- EXTRACTED MATERIAL:
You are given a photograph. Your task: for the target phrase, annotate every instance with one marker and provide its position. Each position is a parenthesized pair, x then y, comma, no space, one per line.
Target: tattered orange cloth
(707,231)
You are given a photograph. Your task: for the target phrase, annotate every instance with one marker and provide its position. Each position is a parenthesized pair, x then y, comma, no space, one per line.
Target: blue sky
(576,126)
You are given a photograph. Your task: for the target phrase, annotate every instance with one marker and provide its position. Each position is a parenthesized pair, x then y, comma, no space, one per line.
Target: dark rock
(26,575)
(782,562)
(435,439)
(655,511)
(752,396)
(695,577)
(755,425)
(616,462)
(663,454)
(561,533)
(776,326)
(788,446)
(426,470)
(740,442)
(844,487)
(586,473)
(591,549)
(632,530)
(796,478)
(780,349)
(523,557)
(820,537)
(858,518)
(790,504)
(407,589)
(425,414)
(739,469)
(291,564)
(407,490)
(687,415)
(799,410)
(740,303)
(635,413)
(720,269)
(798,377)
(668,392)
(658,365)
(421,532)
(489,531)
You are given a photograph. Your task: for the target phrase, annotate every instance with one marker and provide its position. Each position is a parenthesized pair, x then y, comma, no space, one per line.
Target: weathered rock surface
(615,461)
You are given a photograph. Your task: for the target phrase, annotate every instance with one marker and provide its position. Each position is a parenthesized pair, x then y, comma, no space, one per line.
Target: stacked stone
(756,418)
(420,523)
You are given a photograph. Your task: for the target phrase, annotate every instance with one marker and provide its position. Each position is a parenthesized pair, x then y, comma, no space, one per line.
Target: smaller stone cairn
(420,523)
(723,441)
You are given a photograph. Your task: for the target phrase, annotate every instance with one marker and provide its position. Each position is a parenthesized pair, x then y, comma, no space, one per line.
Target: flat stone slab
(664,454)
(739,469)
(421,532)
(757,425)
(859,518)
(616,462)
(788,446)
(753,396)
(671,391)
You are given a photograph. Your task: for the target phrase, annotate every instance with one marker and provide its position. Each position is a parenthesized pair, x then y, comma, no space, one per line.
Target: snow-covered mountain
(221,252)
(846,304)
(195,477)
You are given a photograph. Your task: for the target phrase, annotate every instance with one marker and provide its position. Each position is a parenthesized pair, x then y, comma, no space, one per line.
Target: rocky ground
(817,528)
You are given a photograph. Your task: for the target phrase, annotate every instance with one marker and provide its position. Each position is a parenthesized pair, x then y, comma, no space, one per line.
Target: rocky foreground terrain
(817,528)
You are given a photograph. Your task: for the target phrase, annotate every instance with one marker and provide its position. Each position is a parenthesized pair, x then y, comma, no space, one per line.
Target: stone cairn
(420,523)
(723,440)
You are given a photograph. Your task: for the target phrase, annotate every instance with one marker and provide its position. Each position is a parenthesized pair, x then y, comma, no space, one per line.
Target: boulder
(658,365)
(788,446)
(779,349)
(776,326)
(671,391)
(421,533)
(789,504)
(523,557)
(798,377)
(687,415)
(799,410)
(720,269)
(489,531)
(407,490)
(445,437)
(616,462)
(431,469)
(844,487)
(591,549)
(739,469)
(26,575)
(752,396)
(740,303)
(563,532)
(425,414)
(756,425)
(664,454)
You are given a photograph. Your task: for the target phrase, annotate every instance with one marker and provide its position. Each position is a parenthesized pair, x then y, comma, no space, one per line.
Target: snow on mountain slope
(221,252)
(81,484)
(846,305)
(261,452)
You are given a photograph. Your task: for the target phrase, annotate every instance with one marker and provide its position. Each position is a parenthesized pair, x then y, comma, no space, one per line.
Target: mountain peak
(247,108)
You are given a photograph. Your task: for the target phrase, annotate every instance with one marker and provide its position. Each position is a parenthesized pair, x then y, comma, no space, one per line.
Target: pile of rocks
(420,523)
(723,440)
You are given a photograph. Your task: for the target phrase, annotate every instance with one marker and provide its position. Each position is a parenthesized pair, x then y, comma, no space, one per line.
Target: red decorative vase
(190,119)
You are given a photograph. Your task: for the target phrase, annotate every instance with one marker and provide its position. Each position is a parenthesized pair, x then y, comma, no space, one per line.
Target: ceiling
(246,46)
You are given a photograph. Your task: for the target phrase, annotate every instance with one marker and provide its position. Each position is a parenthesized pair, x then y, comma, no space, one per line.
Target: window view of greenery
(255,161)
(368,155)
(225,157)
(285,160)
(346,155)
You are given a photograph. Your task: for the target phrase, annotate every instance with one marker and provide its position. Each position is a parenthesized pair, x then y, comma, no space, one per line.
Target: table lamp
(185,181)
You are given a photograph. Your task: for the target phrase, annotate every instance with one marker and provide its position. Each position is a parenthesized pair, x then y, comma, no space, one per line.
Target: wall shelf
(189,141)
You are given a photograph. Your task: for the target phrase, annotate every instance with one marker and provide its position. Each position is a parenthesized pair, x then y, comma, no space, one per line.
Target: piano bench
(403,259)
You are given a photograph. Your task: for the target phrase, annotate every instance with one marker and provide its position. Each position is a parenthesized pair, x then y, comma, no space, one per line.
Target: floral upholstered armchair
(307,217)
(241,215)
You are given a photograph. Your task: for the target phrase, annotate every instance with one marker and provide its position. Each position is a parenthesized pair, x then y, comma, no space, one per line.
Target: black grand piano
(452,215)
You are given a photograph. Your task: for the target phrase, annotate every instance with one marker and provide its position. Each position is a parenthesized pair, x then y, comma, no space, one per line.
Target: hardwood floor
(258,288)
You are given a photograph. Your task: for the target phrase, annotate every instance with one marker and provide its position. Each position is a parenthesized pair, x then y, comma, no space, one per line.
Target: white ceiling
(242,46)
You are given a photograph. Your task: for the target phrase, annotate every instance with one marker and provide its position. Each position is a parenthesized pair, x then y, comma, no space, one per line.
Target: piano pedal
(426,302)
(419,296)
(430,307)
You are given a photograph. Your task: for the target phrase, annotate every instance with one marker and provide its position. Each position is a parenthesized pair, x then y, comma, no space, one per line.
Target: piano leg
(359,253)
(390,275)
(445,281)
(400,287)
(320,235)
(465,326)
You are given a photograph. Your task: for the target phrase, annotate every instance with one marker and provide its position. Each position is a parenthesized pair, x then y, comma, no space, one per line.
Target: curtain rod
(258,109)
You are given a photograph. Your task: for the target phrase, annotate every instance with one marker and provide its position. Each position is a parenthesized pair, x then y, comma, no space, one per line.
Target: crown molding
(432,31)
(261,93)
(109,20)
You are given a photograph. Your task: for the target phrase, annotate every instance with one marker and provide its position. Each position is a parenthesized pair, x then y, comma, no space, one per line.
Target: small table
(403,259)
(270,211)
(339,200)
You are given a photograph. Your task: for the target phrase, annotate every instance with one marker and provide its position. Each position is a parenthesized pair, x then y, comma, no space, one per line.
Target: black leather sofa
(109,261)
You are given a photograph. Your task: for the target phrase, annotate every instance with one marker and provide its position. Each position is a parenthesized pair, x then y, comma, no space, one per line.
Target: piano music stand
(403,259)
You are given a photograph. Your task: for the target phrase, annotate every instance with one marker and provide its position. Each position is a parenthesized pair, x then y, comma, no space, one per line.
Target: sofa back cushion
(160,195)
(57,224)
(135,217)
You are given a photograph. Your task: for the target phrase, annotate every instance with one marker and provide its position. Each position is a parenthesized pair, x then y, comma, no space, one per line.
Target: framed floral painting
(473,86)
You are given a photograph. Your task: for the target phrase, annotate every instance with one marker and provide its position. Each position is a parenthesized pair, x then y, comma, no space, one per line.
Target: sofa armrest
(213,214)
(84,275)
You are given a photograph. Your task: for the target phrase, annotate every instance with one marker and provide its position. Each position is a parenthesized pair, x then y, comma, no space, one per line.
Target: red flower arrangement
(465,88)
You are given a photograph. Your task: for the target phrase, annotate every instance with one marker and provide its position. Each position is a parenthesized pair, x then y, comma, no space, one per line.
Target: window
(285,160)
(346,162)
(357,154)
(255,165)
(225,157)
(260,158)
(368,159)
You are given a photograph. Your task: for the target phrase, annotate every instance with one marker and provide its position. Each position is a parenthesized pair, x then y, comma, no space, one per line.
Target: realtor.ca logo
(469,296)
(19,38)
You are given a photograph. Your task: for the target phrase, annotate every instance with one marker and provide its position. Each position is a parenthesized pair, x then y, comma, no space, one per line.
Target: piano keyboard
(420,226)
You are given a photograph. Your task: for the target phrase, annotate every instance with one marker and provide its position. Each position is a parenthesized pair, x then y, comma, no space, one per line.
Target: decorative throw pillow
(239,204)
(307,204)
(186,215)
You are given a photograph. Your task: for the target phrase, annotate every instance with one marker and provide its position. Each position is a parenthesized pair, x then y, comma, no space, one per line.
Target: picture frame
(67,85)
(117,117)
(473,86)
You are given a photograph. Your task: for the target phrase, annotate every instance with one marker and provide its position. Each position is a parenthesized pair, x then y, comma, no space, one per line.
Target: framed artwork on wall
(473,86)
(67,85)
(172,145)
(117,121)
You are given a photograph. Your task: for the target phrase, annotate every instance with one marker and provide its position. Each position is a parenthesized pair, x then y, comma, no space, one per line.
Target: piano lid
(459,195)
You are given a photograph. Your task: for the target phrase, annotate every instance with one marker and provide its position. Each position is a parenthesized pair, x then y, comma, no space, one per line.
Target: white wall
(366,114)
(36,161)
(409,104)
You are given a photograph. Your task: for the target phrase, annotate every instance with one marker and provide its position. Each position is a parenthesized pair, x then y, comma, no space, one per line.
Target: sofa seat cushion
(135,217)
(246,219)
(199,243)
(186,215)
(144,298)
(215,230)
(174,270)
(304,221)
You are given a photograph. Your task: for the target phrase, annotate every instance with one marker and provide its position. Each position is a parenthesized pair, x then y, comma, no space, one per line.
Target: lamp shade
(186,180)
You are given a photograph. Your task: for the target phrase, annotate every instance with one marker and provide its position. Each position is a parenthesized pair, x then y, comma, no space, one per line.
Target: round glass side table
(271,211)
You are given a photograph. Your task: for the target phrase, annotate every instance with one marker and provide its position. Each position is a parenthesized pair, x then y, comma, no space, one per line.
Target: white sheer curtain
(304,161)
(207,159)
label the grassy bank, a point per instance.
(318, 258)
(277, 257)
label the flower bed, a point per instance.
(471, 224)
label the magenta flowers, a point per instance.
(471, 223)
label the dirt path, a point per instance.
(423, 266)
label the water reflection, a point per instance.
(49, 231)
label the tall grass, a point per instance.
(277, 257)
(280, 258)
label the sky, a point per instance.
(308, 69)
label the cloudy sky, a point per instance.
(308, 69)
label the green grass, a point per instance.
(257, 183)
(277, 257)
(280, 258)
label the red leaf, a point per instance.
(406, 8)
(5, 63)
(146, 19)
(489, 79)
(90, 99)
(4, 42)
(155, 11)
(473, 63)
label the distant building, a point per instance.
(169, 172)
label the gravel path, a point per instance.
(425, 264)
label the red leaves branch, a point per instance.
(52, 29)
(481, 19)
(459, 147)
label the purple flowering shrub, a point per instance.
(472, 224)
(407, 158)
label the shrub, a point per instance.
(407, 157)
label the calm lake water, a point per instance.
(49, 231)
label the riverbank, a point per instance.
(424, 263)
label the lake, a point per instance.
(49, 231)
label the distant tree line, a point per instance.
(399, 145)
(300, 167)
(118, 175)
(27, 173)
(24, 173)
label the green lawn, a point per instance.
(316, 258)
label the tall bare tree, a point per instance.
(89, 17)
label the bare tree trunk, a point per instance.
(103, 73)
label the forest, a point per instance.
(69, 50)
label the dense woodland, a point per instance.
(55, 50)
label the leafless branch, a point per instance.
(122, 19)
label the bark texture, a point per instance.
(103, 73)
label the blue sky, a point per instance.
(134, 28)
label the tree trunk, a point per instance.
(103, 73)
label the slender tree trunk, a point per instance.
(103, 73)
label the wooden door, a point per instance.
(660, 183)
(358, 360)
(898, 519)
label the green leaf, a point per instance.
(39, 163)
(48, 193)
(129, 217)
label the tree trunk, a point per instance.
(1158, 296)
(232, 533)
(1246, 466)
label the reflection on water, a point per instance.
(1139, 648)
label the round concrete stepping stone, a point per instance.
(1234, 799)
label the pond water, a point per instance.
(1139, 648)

- WHAT IS NEEDED:
Write out, word for word, every line from the one containing "label the tall grass, a point per instance." through the last line of the records above.

- WORKED SOLUTION:
label the tall grass, a point per instance.
(277, 257)
(280, 258)
label the sky, a point per instance.
(308, 69)
label the cloudy sky, a point per instance.
(308, 69)
label the green grass, a point per instance.
(257, 183)
(277, 257)
(280, 258)
label the red leaf, a point per instance.
(406, 8)
(5, 63)
(146, 19)
(489, 79)
(90, 99)
(4, 42)
(155, 11)
(473, 63)
label the distant building, a point per instance.
(169, 172)
label the gravel path, a point per instance.
(425, 264)
label the red leaves branch, a point per instance.
(52, 29)
(481, 19)
(459, 147)
label the purple flowering shrub, a point per instance.
(472, 224)
(407, 158)
label the shrub, a point per instance.
(407, 157)
label the calm lake water, a point per instance.
(49, 231)
label the riverbank, a point per instance.
(424, 263)
label the lake, a point per instance.
(49, 231)
label the distant tree line, a point per instance.
(399, 145)
(300, 167)
(118, 175)
(27, 173)
(24, 173)
label the green lawn, a point per instance.
(316, 258)
label the tall bare tree, a point per instance.
(89, 17)
label the bare tree trunk, a point per instance.
(103, 73)
label the forest, a point per instance.
(69, 50)
label the dense woodland, a point per instance.
(55, 50)
label the leafless branch, a point per instance.
(122, 19)
label the bark texture, a point per instance.
(103, 73)
label the blue sky, a point per instance.
(134, 28)
label the tree trunk, a point per instance.
(103, 73)
label the slender tree trunk, a point per instance.
(103, 73)
label the wooden door, a point per instance.
(660, 183)
(358, 360)
(898, 519)
label the green leaf, a point per instance.
(39, 163)
(48, 193)
(129, 217)
label the tree trunk, a point per instance.
(1158, 296)
(232, 533)
(1246, 466)
label the reflection on water, a point per instance.
(1139, 648)
label the round concrete stepping stone, a point per instance.
(1234, 799)
label the pond water, a point per instance.
(1139, 648)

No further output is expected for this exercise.